# start of EXCERPTED RECORDS

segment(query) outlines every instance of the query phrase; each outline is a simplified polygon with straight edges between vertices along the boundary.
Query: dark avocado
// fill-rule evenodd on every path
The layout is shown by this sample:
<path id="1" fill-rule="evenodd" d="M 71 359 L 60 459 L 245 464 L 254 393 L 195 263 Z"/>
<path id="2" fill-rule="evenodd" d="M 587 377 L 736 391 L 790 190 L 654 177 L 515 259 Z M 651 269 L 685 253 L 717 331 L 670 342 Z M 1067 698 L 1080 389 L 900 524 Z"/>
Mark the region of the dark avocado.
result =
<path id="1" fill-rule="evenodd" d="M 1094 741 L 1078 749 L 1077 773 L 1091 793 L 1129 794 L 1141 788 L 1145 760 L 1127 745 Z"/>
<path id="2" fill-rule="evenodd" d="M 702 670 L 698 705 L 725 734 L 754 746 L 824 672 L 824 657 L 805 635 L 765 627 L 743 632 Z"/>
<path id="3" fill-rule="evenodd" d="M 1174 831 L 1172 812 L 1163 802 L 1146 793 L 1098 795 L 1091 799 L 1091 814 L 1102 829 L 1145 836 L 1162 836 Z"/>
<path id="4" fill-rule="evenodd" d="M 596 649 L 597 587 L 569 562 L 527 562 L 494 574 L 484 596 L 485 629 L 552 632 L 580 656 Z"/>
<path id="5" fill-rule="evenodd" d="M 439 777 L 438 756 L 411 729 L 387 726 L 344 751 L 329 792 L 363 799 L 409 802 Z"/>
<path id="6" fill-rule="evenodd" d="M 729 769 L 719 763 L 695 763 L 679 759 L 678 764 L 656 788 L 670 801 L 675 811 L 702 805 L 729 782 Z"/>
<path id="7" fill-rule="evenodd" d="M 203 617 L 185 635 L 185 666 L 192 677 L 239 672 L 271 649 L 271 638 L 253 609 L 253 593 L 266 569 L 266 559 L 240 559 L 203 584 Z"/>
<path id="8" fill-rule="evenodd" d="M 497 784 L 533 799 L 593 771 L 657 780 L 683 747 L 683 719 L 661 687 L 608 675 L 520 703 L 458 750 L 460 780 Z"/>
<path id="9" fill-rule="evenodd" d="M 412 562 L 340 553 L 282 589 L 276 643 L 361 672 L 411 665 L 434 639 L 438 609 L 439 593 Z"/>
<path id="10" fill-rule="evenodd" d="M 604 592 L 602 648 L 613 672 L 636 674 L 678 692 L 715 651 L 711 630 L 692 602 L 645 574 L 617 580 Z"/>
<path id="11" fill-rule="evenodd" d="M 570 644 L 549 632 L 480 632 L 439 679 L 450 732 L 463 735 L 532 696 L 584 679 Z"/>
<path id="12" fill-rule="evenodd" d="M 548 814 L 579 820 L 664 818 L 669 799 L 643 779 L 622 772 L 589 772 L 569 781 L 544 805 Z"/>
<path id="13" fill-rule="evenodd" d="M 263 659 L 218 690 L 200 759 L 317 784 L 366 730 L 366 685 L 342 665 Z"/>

# end of EXCERPTED RECORDS

:: WHAT NEEDS TO BE DONE ::
Convert the data above into a Markdown table with the columns "Index" and "Entry". Number each non-blank line in "Index" and put the line itself in "Entry".

:: SOLUTION TO THE PROBLEM ::
| Index | Entry |
|---|---|
| 1 | segment(query) outlines every instance of the query phrase; each outline is a simplified polygon with straight edges between vertices along the boundary. |
| 2 | Query: dark avocado |
| 3 | // fill-rule evenodd on every path |
| 4 | The layout is shown by this sample: |
| 5 | <path id="1" fill-rule="evenodd" d="M 71 359 L 60 459 L 245 464 L 254 393 L 195 263 Z"/> |
| 6 | <path id="2" fill-rule="evenodd" d="M 587 377 L 736 391 L 790 190 L 654 177 L 515 259 Z M 651 269 L 685 253 L 717 331 L 670 342 Z M 1067 698 L 1080 389 L 900 524 Z"/> |
| 7 | Mark the region of the dark avocado. |
| 8 | result = |
| 9 | <path id="1" fill-rule="evenodd" d="M 1094 741 L 1078 749 L 1077 773 L 1091 793 L 1129 794 L 1141 788 L 1145 760 L 1127 745 Z"/> |
| 10 | <path id="2" fill-rule="evenodd" d="M 702 670 L 698 705 L 725 734 L 754 746 L 824 672 L 824 657 L 805 635 L 765 627 L 743 632 Z"/> |
| 11 | <path id="3" fill-rule="evenodd" d="M 1174 831 L 1172 812 L 1163 802 L 1146 793 L 1098 795 L 1091 799 L 1091 814 L 1102 829 L 1145 836 L 1162 836 Z"/> |
| 12 | <path id="4" fill-rule="evenodd" d="M 596 649 L 597 587 L 569 562 L 527 562 L 494 574 L 484 596 L 485 629 L 552 632 L 580 656 Z"/> |
| 13 | <path id="5" fill-rule="evenodd" d="M 439 777 L 438 756 L 411 729 L 387 726 L 344 751 L 329 792 L 363 799 L 409 802 Z"/> |
| 14 | <path id="6" fill-rule="evenodd" d="M 729 769 L 719 763 L 695 763 L 679 759 L 678 764 L 656 788 L 670 801 L 675 811 L 702 805 L 729 782 Z"/> |
| 15 | <path id="7" fill-rule="evenodd" d="M 203 617 L 185 635 L 185 666 L 192 677 L 239 672 L 271 649 L 271 638 L 253 609 L 253 593 L 266 569 L 266 559 L 240 559 L 203 584 Z"/> |
| 16 | <path id="8" fill-rule="evenodd" d="M 497 784 L 533 799 L 593 771 L 657 780 L 683 747 L 683 719 L 661 687 L 608 675 L 520 703 L 458 750 L 460 780 Z"/> |
| 17 | <path id="9" fill-rule="evenodd" d="M 412 562 L 340 553 L 282 589 L 276 643 L 361 672 L 411 665 L 434 639 L 438 609 L 439 593 Z"/> |
| 18 | <path id="10" fill-rule="evenodd" d="M 604 592 L 602 648 L 613 672 L 636 674 L 678 692 L 715 651 L 711 630 L 692 602 L 645 574 L 617 580 Z"/> |
| 19 | <path id="11" fill-rule="evenodd" d="M 570 644 L 549 632 L 480 632 L 439 679 L 450 732 L 463 735 L 532 696 L 584 679 Z"/> |
| 20 | <path id="12" fill-rule="evenodd" d="M 548 814 L 579 820 L 664 818 L 669 799 L 643 779 L 622 772 L 589 772 L 569 781 L 544 805 Z"/> |
| 21 | <path id="13" fill-rule="evenodd" d="M 263 659 L 218 690 L 200 759 L 317 784 L 366 730 L 366 685 L 342 665 Z"/> |